List every line in the items below that contains the string "dark", matching case exactly.
= = = =
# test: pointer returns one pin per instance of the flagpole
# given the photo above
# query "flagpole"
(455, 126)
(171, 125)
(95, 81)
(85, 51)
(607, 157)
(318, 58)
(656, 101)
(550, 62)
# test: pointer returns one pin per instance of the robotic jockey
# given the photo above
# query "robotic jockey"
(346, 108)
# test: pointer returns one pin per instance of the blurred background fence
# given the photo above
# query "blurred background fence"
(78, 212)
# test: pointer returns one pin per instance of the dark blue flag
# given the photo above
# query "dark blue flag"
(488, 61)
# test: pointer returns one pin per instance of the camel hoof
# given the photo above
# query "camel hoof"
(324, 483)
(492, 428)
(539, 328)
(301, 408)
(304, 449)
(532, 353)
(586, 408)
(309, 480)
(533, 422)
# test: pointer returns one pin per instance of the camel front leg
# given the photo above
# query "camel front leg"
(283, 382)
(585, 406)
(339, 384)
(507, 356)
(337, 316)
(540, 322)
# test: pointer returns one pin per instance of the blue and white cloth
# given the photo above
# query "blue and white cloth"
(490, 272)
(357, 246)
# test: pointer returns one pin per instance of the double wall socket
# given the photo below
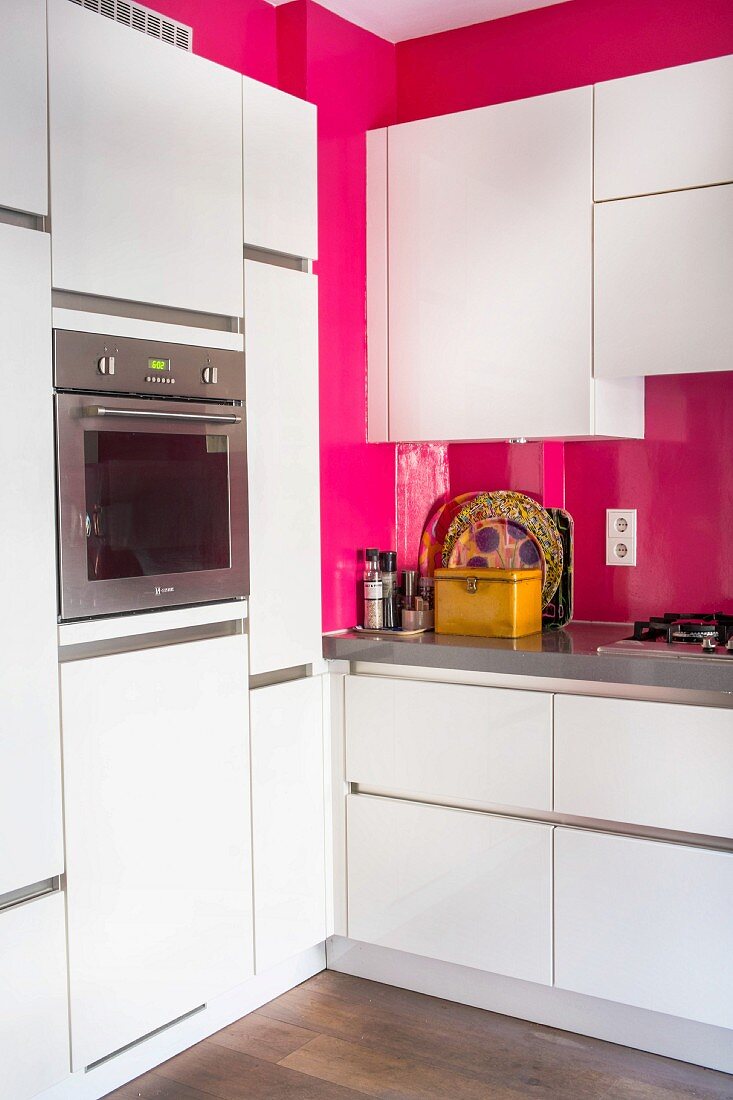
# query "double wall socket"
(621, 537)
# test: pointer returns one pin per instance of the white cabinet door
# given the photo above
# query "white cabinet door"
(281, 343)
(490, 272)
(281, 171)
(499, 749)
(157, 837)
(287, 820)
(33, 998)
(23, 157)
(664, 131)
(30, 749)
(660, 765)
(145, 167)
(664, 284)
(460, 887)
(645, 923)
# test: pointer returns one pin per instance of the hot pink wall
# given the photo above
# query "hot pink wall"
(350, 75)
(680, 476)
(237, 33)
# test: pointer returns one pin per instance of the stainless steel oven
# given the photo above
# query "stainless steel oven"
(151, 474)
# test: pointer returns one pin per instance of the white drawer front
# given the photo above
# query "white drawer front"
(449, 741)
(645, 923)
(645, 763)
(451, 884)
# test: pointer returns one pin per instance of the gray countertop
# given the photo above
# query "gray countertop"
(559, 655)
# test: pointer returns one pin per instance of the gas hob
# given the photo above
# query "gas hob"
(706, 637)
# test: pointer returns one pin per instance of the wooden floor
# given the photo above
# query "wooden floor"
(338, 1037)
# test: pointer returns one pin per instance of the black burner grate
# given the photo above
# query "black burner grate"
(674, 627)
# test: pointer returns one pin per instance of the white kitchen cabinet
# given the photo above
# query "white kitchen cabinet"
(281, 171)
(662, 765)
(645, 923)
(33, 998)
(157, 836)
(489, 277)
(664, 284)
(664, 131)
(466, 888)
(30, 747)
(145, 167)
(281, 343)
(499, 749)
(23, 156)
(287, 820)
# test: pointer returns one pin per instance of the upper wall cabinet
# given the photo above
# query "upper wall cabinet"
(664, 284)
(664, 222)
(145, 167)
(664, 131)
(23, 169)
(281, 199)
(480, 277)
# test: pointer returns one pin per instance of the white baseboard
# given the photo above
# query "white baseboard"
(219, 1012)
(685, 1040)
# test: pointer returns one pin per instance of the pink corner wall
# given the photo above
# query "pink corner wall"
(680, 477)
(350, 75)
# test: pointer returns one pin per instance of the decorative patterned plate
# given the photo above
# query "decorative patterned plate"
(498, 543)
(558, 613)
(524, 513)
(430, 556)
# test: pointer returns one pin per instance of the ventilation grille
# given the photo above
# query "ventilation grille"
(142, 19)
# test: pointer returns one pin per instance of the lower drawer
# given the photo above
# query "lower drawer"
(450, 884)
(645, 923)
(33, 998)
(450, 741)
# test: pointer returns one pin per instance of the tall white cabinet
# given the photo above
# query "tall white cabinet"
(156, 782)
(145, 167)
(30, 748)
(281, 171)
(484, 237)
(281, 342)
(23, 157)
(287, 818)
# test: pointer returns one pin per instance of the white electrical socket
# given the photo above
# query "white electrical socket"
(621, 537)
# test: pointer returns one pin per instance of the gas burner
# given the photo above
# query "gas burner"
(708, 630)
(691, 630)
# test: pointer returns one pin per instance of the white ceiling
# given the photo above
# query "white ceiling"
(397, 20)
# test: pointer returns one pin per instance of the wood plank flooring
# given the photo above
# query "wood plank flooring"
(337, 1037)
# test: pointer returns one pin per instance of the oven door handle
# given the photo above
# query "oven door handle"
(97, 410)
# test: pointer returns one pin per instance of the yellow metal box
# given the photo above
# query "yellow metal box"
(489, 603)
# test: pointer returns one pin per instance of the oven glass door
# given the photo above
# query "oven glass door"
(152, 504)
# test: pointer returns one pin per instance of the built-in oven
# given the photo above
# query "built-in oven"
(151, 474)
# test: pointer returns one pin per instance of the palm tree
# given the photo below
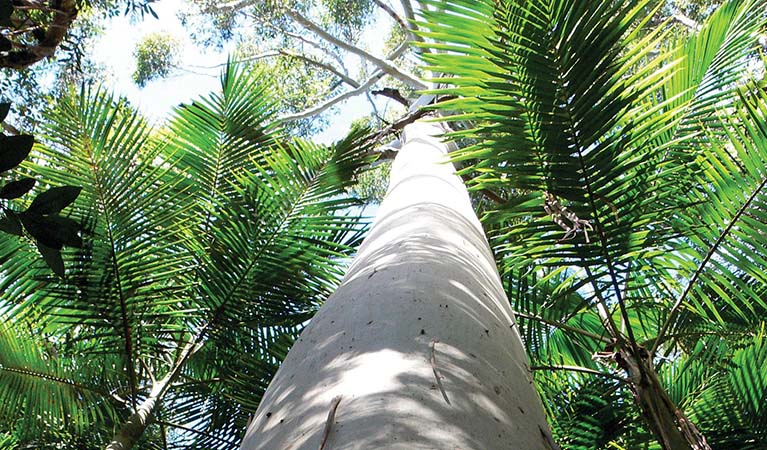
= = = =
Solution to this task >>
# test: pointer returns one pin per instance of the dark blue flag
# query "dark blue flag"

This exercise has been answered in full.